• **Document segment**
At the present time a number of instruments are available in the M-Module form factor in the following categories:

Pulse generators
Function generators
Arbitrary waveform generators
Digital word generators
Digital multi-meters
Counter/Timers
Rubidium sources
OCXO's
GPS timing receivers
Distribution amplifiers
Precision voltage sources
MIL-STD-1553, CANbus, ARINC429
Switching modules
Serial, Analog & Digital I/O

A significant advantage to the M-Module is that it has a relatively straight forward set of electrical and mechanical specifications. This enables an engineer to design a function that might be required without having to become an expert on VXI, PXI or LXI as carriers are available to allow the design to be ported to the backplane or bus of the test system in use.

Supporting the standard
As with any mezzanine card, a means must be provided through which the card may be adapted to a backplane or higher level interface. Such a device is generally referred to as a carrier. These come in two types: non-intelligent and intelligent. The functions performed by the former include the simpler functions such as mounting and providing power as well as the more complex such as providing translation between bus types, protocols, routing of triggers and interrupts and making each mezzanine appear as a separate instrument to the host backplane. Intelligent carriers will generally perform all of the functions of the non-intelligent plus perform pre or post processing of data, allow the combination of multiple instruments into composite instruments that then may be controlled at a higher level, and perform translation of commands from older instruments so as to facilitate replacement of Legacy instruments.

Boundary labeling items:
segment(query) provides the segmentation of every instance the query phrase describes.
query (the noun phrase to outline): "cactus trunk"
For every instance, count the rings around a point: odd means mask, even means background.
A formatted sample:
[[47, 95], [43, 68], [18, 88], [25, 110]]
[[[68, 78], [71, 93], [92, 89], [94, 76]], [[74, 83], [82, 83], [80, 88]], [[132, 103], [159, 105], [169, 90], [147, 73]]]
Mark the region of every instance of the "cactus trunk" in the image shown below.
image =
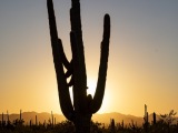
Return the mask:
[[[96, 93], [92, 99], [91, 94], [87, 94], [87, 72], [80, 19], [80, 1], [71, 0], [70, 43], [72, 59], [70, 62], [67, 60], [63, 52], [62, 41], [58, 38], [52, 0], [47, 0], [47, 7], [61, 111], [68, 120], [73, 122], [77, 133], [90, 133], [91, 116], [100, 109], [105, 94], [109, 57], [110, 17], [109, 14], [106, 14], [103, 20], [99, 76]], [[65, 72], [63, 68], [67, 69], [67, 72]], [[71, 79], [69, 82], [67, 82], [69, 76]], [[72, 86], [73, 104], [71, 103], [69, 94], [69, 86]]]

...

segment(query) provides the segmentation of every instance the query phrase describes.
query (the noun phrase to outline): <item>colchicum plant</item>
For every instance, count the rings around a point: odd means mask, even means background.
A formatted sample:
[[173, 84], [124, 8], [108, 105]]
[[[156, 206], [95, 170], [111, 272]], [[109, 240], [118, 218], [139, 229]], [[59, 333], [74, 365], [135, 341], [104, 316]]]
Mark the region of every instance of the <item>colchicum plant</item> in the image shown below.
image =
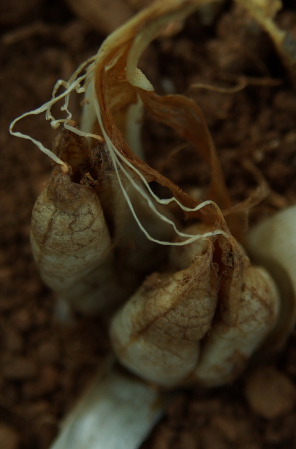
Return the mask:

• **Tasks for this exercise**
• a. From the M-Module text, name every instrument category whose name includes the word "generators."
• b. Answer these from the M-Module text:
(i) Which two items share a line with CANbus in the list of categories?
(ii) Which three systems can an engineer avoid becoming an expert on?
(iii) What two types of carriers does the text name?

• **Expected outputs**
• a.
Pulse generators
Function generators
Arbitrary waveform generators
Digital word generators

• b.
(i) MIL-STD-1553 and ARINC429
(ii) VXI, PXI and LXI
(iii) Non-intelligent and intelligent